DIRECTIONS:
Print the listing below in its entirety, character for character.

Start of GIVEN DATA

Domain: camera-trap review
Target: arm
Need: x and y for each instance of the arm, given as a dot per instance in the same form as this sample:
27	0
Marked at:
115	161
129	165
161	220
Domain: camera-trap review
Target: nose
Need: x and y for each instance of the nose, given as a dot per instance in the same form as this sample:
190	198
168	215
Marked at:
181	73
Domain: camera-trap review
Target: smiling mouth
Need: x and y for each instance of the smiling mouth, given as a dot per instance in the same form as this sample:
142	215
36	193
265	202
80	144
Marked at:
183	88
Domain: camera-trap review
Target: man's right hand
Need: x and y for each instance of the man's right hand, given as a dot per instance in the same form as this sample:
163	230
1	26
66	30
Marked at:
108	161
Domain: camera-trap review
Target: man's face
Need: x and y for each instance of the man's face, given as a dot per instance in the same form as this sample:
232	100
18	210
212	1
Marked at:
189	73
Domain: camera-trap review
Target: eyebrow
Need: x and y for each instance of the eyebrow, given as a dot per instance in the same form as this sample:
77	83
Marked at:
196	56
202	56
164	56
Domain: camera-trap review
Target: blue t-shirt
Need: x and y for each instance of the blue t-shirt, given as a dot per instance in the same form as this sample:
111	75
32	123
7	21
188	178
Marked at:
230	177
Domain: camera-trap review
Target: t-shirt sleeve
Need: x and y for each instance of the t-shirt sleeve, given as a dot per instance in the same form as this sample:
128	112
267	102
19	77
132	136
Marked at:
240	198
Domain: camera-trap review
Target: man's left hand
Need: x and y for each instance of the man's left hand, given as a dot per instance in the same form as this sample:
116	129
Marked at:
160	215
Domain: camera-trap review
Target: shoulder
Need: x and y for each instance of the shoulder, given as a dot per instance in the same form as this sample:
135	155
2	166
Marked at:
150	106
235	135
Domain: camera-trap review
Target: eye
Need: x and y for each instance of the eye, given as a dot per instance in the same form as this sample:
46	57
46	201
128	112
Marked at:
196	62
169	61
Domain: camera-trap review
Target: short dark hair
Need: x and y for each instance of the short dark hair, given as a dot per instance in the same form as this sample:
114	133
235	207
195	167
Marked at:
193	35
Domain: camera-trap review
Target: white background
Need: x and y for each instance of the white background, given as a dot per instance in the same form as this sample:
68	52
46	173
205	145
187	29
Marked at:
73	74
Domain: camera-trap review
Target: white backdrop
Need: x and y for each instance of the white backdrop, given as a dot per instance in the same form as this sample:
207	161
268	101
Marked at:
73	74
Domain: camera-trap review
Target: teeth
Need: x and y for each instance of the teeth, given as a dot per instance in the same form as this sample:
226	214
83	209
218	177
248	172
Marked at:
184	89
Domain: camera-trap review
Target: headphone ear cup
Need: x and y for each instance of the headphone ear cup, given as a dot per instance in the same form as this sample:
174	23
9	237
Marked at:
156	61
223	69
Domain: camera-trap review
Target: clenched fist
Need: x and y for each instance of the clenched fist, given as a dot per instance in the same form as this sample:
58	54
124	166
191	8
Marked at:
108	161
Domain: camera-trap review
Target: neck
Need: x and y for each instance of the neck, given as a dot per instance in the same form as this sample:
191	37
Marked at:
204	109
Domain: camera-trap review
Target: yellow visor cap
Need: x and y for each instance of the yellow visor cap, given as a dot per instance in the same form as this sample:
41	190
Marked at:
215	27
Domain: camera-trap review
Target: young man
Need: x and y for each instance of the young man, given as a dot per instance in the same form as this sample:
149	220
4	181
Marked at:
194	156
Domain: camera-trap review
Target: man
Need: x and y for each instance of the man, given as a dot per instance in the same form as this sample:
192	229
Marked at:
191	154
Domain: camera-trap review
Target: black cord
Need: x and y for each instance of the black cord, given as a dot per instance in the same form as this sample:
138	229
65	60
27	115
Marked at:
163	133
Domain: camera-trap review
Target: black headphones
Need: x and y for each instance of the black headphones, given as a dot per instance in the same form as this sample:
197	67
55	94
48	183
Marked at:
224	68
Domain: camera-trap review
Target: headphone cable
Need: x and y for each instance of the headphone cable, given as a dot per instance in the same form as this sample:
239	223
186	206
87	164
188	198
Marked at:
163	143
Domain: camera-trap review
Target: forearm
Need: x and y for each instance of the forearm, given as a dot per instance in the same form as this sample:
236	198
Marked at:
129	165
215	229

End of GIVEN DATA

RESULT OF THIS TASK:
Domain: camera-trap review
Target: arm
Need: x and y for each instance of the arm, given as a dot per instance in the same form as this sample:
27	0
Marked at:
115	161
129	165
161	220
Domain: camera-trap review
Target: nose
Need: x and y for each instance of the nose, given as a dot per instance in the same form as this sample:
190	198
168	215
Marked at:
181	73
Domain: camera-trap review
Target: smiling mouth
Need: x and y for each instance of the smiling mouth, given as a dot per instance in the same form as this sample:
142	215
36	193
265	202
80	144
Marked at:
183	88
Domain: camera-trap review
Target: man's right hand
Need: x and y for each instance of the man's right hand, given as a dot per instance in the same form as this sample:
163	230
1	26
66	30
Marked at:
108	161
Domain: camera-trap review
Target: man's face
Need: x and y for each instance of the man's face, given as a dot per instance in the same form as this sample:
232	100
18	210
212	1
Marked at:
189	73
Domain: camera-trap review
Target: eyebrow
Need: x and y for each instance of the eyebrow, given as a dot per instance in the same form as this sample:
77	83
Marked at:
196	56
202	56
164	56
Domain: camera-trap review
Target: blue t-shirt
Need: x and y for each instance of the blue t-shirt, given as a dot per instance in the same form as this sample:
111	75
32	123
7	21
188	178
Marked at:
230	177
Domain: camera-trap review
Target: t-shirt sleeve
Need: x and y for each instance of the t-shirt sleeve, given as a dot per instance in the same form as this sample:
128	112
267	102
19	77
132	136
Marked at:
240	198
Domain: camera-trap review
Target: man's left hand
Need: x and y for each instance of the man's left hand, given as a dot per instance in the same form as this sample:
116	129
Marked at:
160	215
Domain: camera-trap review
Target: shoulder
Need: x and y for each instance of the shoulder, given as a dot per instance in the same form as this sample:
135	155
2	166
Marked at:
150	106
235	135
Domain: camera-trap review
Target: eye
Need: x and y for each instance of the eye, given as a dot per instance in the same form as this sample:
46	57
46	201
128	112
Marked at:
196	62
169	61
Domain: camera-trap review
Target: short dark hair
Need: x and y for each instance of the short dark hair, given as a dot per instance in the same form as this sample:
114	133
235	207
195	167
Marked at:
193	35
Domain: camera-trap review
Target: white background
Need: x and y for each instance of the white background, given as a dot per instance in the same form as this sample:
68	52
46	173
205	145
187	29
Marked at:
73	74
Domain: camera-trap review
Target: white backdrop
Need: x and y for each instance of the white backdrop, given as a dot per instance in the same form as this sample:
207	161
268	101
Marked at:
73	74
Domain: camera-trap review
Target: teeth
Need: x and y for each instance of the teeth, given as a dot per instance in the same form as this sample:
226	214
83	209
218	177
248	172
Marked at:
184	89
Domain: camera-trap review
Target: headphone ear cup
Need: x and y for each instance of the headphone ear cup, given as a dot per instance in the same form as this sample:
174	23
9	237
Marked at:
156	61
223	69
Domain: camera-trap review
Target: clenched fist
Need: x and y for each instance of the clenched fist, given as a dot per instance in the same form as this sample:
58	54
124	166
191	8
Marked at:
108	161
Domain: camera-trap review
Target: neck
Need: x and y for each instance of the neck, given as a dot per instance in the same form as this sample:
191	37
Marked at:
204	109
Domain: camera-trap review
Target: yellow visor cap
Need: x and y for each instance of the yellow visor cap, given as a dot per instance in the same form as this sample:
41	190
Marked at:
215	27
Domain: camera-trap review
Target: young man
Need: x and y for each instance of the young man, given as a dot per instance in the same form as this sample:
149	220
4	181
Marked at:
194	156
Domain: camera-trap review
Target: man
Need: x and y for each instance of the man, given as a dot per instance in the same form as this sample:
192	229
Marked at:
191	154
Domain: camera-trap review
Target: black cord
Need: x and y for each instance of the black cord, given as a dot per instance in the same form as this sample:
138	229
65	60
27	115
Marked at:
163	133
Domain: camera-trap review
Target: black headphones
Need: x and y for each instance of the black headphones, given as a dot per instance in the same form as this sample:
197	67
55	94
48	183
Marked at:
224	68
Domain: camera-trap review
Target: headphone cable
Need: x and y for each instance of the headphone cable, given as a dot per instance in the same form as this sample:
239	223
186	206
87	164
188	198
Marked at:
163	143
Domain: camera-trap review
Target: forearm
Need: x and y for each instance of the forearm, given as a dot per instance in the same form as this sample:
236	198
Marked at:
129	165
215	229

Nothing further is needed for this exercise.